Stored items
-.-.-

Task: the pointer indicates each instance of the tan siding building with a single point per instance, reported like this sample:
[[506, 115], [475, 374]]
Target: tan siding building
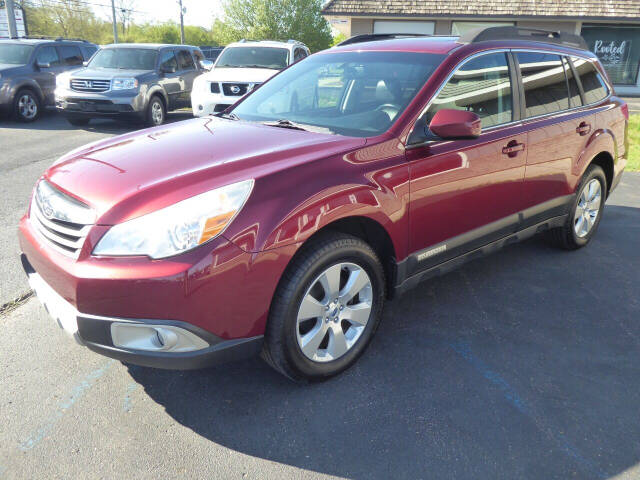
[[610, 27]]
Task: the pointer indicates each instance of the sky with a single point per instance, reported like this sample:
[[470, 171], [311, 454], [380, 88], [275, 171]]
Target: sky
[[199, 12]]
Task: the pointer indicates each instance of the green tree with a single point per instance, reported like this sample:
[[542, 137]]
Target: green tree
[[274, 20]]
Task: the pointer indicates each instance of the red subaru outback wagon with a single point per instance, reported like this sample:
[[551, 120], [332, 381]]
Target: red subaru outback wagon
[[282, 225]]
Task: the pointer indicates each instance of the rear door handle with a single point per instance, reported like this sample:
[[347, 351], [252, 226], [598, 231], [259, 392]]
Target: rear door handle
[[512, 148], [583, 129]]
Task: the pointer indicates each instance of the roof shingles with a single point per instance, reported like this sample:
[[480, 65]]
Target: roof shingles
[[619, 9]]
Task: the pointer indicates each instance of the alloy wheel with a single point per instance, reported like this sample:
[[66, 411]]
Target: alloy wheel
[[588, 208], [27, 107], [334, 312]]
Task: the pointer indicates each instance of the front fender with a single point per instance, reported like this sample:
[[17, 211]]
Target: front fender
[[293, 204]]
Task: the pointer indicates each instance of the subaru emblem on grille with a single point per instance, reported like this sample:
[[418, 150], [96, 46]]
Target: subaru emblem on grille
[[46, 207]]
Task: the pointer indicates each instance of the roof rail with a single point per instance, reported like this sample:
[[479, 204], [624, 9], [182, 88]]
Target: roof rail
[[372, 37], [521, 33]]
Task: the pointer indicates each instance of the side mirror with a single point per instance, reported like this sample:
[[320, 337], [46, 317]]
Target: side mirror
[[455, 124]]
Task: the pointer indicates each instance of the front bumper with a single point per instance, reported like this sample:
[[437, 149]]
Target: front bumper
[[100, 104], [95, 332], [219, 293]]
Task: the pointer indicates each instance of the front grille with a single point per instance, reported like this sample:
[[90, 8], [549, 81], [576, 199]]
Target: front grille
[[64, 237], [235, 89], [89, 85]]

-.-.-

### Set problem
Render every line of the records above as a Markdown table with the columns Number and Record line, skipping blank lines. Leave the pictures out of the table.

### Task answer
| Number | Record line |
|---|---|
| 1 | Task: the pointer indicates each instance of the tan siding building with a single point per instance, reported like this sample: |
| 2 | [[506, 115], [475, 374]] |
| 3 | Target: tan siding building |
| 4 | [[610, 27]] |
| 5 | Task: the pointer indicates each instance of the sky with a single point per instance, reported like this sample: |
| 6 | [[470, 171], [311, 454], [380, 88], [275, 171]] |
| 7 | Target: sky |
| 8 | [[199, 12]] |
| 9 | Task: the pointer indicates each instance of the green tree with a single point per instance, reported like this sample: |
| 10 | [[542, 137]] |
| 11 | Target: green tree |
| 12 | [[274, 20]] |
| 13 | Task: the pointer indicates each instance of the red subaru outback wagon with a single point per instance, reported like this sample: |
| 14 | [[551, 120], [332, 381]] |
| 15 | Target: red subaru outback wagon |
| 16 | [[282, 225]] |
| 17 | Task: the pointer indicates each instance of the rear door handle with a single point per instance, reported like this sample: |
| 18 | [[347, 351], [252, 226], [598, 231], [259, 392]] |
| 19 | Target: rear door handle |
| 20 | [[512, 148], [583, 129]] |
| 21 | Task: the pointer indicates each instance of the roof shingles with a single point per instance, reported like this sample: |
| 22 | [[480, 65]] |
| 23 | Target: roof shingles |
| 24 | [[619, 9]] |
| 25 | Task: the pointer indicates each instance of the alloy wheel with a single point per instance, reported like this sample: |
| 26 | [[66, 411]] |
| 27 | Target: alloy wheel |
| 28 | [[588, 208], [27, 107], [334, 312]] |
| 29 | Task: the pointer indicates each instance of the front fender with a single point per instance, reported like this sample: |
| 30 | [[17, 211]] |
| 31 | Target: front fender |
| 32 | [[293, 204]] |
| 33 | Task: the pointer indicates each instance of the subaru emblem on grille with a single point per instance, reported like this sample: |
| 34 | [[418, 150], [96, 46]] |
| 35 | Target: subaru emblem on grille |
| 36 | [[46, 207]] |
| 37 | Task: the pointer indicates each instance of the roof rail with a single point per instance, reported like this sample: |
| 38 | [[479, 204], [624, 9], [182, 88]] |
| 39 | Target: roof rail |
| 40 | [[372, 37], [521, 33]] |
| 41 | Task: the pointer indicates each instance of the side mirror with a single point per instance, reported like this sample: |
| 42 | [[320, 337], [46, 317]] |
| 43 | Target: side mirror |
| 44 | [[455, 124]] |
| 45 | Task: the pointer indicates each instance of the front bumper with a single point per instance, reported like this sample: |
| 46 | [[437, 149]] |
| 47 | Target: front bumper |
| 48 | [[100, 104], [95, 332], [219, 293]] |
| 49 | Task: the pointer indicates each instance of the front grille with a single point per instance, reported like this sample: |
| 50 | [[90, 8], [549, 81], [576, 199]] |
| 51 | Target: front grille |
| 52 | [[64, 237], [235, 89], [89, 85]] |